1  Ey Tanrı, kulaklarımızla duyduk, Atalarımız anlattı bize, Neler yaptığını onların gününde, eski günlerde. 2  Elinle ulusları kovdun, Ama atalarımıza yer verdin; Halkları kırdın, Ama atalarımızın yayılmasını sağladın. 3  Onlar ülkeyi kılıçla kazanmadılar, Kendi bilekleriyle zafere ulaşmadılar. Senin sağ elin, bileğin, yüzünün ışığı sayesinde oldu bu; Çünkü sen onları sevdin. 4  Ey Tanrı, kralım sensin, Buyruk ver de Yakup soyu kazansın! 5  Senin sayende düşmanlarımızı püskürteceğiz, Senin adınla karşıtlarımızı ezeceğiz. 6  Çünkü ben yayıma güvenmem, Kılıcım da beni kurtarmaz; 7  Ancak sensin bizi düşmanlarımızdan kurtaran, Bizden nefret edenleri utanca boğan. 8  Her gün Tanrı'yla övünür, Sonsuza dek adına şükran sunarız. 9  Ne var ki, reddettin bizi, aşağıladın, Artık ordularımızla savaşa çıkmıyorsun. 10  Düşman karşısında bizi gerilettin, Bizden tiksinenler bizi soydu. 11  Kasaplık koyuna çevirdin bizi, Ulusların arasına dağıttın. 12  Yok pahasına sattın halkını, Üstelik satıştan hiçbir şey kazanmadan. 13  Bizi komşularımızın yüzkarası, Çevremizdekilerin eğlencesi, alay konusu ettin. 14  Ulusların diline düşürdün bizi, Gülüyor halklar halimize. 15  Rezilliğim gün boyu karşımda, Utancımdan yerin dibine geçtim 16  Hakaret ve sövgü duya duya, Öç almak isteyen düşman karşısında. 17  Bütün bunlar başımıza geldi, Yine de seni unutmadık, Antlaşmana ihanet etmedik, 18  Döneklik etmedik, Adımlarımız senin yolundan sapmadı. 19  Oysa sen bizi ezdin, ülkemizi çakalların uğrağı ettin, Üstümüzü koyu karanlıkla örttün. 20  Eğer Tanrımız'ın adını unutsaydık, Yabancı bir ilaha ellerimizi açsaydık, 21  Tanrı bunu ortaya çıkarmaz mıydı? Çünkü O yürekteki gizleri bilir. 22  Senin uğruna her gün öldürülüyoruz, Kasaplık koyun sayılıyoruz. 23  Uyan, ya Rab! Niçin uyuyorsun? Kalk! Sonsuza dek terk etme bizi! 24  Niçin yüzünü gizliyorsun? Neden mazlum halimizi, üzerimizdeki baskıyı unutuyorsun? 25  Çünkü yere serildik, Bedenimiz toprağa yapıştı. 26  Kalk, yardım et bize! Kurtar bizi sevgin uğruna!

[Bir veri kümesinde yer alan kayıtlar]
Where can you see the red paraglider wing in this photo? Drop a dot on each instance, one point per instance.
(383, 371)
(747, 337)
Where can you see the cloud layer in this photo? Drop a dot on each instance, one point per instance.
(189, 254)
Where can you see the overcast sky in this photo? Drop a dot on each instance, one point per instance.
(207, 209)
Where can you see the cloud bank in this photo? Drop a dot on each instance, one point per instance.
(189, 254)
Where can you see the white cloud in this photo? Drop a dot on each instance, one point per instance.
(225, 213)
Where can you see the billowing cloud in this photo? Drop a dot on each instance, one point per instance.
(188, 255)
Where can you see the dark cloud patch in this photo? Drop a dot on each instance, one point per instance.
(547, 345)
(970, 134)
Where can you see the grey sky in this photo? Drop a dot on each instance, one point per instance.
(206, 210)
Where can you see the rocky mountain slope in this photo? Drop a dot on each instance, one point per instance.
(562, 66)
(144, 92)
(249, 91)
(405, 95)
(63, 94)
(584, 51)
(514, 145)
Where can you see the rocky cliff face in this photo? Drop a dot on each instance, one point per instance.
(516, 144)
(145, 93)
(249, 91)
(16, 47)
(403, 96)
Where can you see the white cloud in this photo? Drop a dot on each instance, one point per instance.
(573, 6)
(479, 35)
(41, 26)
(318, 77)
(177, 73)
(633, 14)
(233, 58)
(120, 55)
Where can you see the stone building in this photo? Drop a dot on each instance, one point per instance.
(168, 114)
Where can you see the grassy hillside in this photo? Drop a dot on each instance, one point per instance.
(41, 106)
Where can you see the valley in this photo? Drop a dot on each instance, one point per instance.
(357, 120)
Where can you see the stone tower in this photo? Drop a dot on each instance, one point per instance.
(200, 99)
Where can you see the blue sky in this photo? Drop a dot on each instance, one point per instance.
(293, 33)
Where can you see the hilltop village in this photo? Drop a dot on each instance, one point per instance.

__Görevin__.
Alıntıya göre aşağıdaki soruları yanıtlayın:
(a) Atalar ülkeyi hangi silahla kazanmadılar?
(b) Ülke kimlerin uğrağı edildi?
(c) Halk hangi bedelle satıldı?
Bu malzemenin alıntıyla hiçbir ilgisi yoktur.

__Görev Çıktısı__.
(a) Kılıçla.
(b) Çakalların.
(c) Yok pahasına, satıştan hiçbir şey kazanılmadan.